* [EXTRACTED INFORMATION]
● ● ● ●

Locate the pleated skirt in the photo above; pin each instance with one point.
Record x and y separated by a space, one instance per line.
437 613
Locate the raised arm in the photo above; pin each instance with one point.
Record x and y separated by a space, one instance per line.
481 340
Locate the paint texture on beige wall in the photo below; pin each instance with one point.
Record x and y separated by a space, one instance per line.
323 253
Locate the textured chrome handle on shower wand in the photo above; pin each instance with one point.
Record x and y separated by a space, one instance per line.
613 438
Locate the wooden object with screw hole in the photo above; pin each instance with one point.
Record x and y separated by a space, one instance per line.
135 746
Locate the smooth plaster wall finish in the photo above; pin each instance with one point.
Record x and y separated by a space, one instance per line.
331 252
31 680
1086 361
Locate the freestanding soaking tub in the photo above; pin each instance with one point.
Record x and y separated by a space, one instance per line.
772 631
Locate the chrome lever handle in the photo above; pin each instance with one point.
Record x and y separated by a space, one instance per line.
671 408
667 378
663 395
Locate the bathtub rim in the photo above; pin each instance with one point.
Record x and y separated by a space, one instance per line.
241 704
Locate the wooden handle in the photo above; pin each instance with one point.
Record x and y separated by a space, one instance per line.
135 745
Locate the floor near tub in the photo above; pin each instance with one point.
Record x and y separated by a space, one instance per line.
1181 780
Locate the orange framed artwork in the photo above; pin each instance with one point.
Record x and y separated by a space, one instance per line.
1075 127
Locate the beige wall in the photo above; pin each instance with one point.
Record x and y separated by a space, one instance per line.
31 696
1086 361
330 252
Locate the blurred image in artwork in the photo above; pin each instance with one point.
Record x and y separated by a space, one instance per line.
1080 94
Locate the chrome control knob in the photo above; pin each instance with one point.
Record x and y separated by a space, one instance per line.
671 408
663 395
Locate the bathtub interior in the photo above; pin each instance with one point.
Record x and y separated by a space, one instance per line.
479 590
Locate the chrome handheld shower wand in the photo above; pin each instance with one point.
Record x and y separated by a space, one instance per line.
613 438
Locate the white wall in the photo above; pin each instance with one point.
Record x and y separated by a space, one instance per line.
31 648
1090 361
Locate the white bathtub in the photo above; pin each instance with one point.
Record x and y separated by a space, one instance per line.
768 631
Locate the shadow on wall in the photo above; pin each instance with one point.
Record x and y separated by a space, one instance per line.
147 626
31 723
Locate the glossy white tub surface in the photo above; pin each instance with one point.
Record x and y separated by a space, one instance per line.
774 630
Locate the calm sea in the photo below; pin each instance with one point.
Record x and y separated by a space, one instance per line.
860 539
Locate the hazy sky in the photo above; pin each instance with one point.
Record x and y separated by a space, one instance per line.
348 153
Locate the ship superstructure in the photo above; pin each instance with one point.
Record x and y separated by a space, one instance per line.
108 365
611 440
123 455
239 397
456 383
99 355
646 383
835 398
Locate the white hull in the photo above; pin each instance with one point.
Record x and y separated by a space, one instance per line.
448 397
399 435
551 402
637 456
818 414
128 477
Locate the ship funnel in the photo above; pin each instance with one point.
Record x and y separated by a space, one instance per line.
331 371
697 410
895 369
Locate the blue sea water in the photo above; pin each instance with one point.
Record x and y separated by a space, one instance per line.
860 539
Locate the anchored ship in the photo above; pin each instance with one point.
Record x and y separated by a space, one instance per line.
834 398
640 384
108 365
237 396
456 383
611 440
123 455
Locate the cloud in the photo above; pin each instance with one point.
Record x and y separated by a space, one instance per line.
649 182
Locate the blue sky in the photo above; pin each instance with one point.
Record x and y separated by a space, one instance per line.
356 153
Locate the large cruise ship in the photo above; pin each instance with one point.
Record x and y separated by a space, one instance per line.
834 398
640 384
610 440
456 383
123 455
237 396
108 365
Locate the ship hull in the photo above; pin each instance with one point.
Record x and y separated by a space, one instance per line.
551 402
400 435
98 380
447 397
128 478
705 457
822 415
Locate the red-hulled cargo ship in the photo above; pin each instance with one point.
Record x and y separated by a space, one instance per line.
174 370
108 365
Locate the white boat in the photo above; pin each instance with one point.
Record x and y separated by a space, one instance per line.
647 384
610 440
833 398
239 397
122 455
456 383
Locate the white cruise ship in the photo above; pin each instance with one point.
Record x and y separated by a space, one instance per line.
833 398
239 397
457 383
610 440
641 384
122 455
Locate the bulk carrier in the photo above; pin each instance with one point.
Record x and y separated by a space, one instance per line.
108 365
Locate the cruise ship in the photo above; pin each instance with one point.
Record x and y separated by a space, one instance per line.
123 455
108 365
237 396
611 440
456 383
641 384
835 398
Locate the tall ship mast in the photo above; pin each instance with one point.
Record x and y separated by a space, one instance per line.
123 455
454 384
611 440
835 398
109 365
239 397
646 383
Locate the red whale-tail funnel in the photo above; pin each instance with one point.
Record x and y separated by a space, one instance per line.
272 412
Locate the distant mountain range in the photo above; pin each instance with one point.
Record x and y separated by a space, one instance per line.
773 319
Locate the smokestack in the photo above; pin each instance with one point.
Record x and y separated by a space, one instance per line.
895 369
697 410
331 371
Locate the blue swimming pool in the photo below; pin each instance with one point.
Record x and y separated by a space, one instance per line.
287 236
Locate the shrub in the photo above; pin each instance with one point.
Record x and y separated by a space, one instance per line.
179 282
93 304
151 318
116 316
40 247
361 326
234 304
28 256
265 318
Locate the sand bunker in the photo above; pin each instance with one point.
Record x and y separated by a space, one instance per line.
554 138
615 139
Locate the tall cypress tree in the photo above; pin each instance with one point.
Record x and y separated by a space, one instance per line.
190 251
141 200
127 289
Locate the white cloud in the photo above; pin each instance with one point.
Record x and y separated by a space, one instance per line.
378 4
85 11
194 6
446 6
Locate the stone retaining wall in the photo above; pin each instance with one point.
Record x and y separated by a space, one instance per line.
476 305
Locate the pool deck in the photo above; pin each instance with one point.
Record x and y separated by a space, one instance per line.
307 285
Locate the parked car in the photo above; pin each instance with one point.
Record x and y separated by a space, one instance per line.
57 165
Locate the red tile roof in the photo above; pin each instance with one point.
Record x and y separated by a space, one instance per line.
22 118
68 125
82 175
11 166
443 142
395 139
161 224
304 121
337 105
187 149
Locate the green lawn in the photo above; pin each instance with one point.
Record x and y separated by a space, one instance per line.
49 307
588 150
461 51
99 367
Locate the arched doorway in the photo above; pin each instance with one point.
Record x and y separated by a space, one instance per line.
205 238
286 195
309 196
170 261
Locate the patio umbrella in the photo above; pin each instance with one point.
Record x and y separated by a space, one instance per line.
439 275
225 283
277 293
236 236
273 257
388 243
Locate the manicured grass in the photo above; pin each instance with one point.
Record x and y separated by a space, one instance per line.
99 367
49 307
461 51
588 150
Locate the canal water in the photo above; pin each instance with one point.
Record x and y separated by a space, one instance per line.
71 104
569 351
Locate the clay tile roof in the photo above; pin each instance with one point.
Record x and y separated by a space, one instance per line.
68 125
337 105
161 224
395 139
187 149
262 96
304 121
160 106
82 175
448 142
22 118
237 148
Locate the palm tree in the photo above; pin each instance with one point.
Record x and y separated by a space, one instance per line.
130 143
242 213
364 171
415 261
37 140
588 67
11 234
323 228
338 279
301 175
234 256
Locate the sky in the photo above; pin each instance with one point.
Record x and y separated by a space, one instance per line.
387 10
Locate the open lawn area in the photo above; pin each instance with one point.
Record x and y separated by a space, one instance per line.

● ● ● ●

* [ABOUT THIS TASK] Each line above from the one with "Locate the smooth" up to and including the one with "Locate the wooden handle" must be set down exactly, and no line outside that span may appear.

* [EXERCISE RESPONSE]
Locate the smooth plaster wall finish in the photo above; pin each instance with one point.
Record x and y separated by a space, one instance per line.
331 252
31 680
1086 361
Locate the freestanding soaking tub in the photo above; pin each instance with one point.
Record x and y separated by a space, one instance per line.
772 631
Locate the chrome lever handle in the photo above; pin each instance with one point.
Record x and y separated by a space, one instance per line.
671 408
667 378
663 395
Locate the bathtub rim in the photo above; pin each instance with one point.
Record x and y separated by a space, one instance per line.
241 704
Locate the wooden handle in the photo above; pin each instance with one point.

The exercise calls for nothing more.